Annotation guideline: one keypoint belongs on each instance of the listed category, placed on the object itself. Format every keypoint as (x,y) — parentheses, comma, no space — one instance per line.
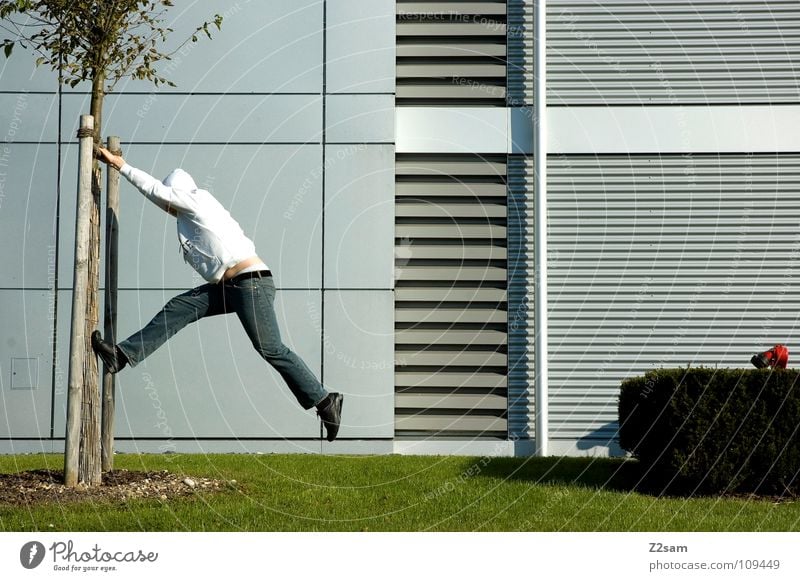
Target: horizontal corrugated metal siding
(673,51)
(451,53)
(450,296)
(664,261)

---

**Problem details**
Every record should be duplicated exactly, though any picture in it must be left out.

**Written response**
Annotation guideline: one keypoint belongs on each instance of the listed category, placed on the object itself. Format every keypoint as (x,y) — parentheses, comma, no space — one instance per line.
Target: horizontal corrugated metal siding
(673,51)
(451,53)
(450,296)
(664,261)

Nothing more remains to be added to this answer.